[Dataset rows showing where objects appear]
^^^^
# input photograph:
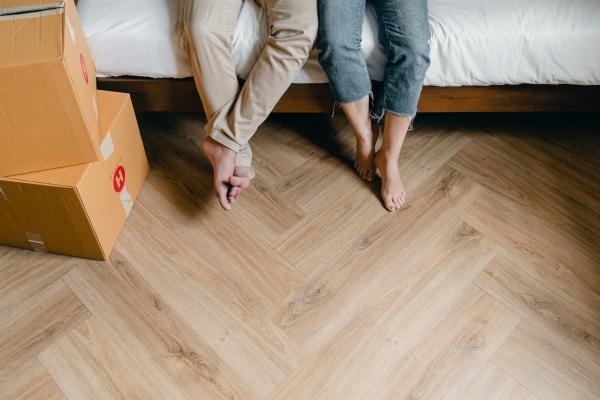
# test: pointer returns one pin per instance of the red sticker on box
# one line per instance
(83, 68)
(119, 179)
^^^^
Your goal =>
Output every line of the items above verbatim, but leave out the pictures.

Exercise output =>
# input photograph:
# test: pointer returns one pin per instance of the red sticker on box
# one line per instance
(83, 68)
(119, 179)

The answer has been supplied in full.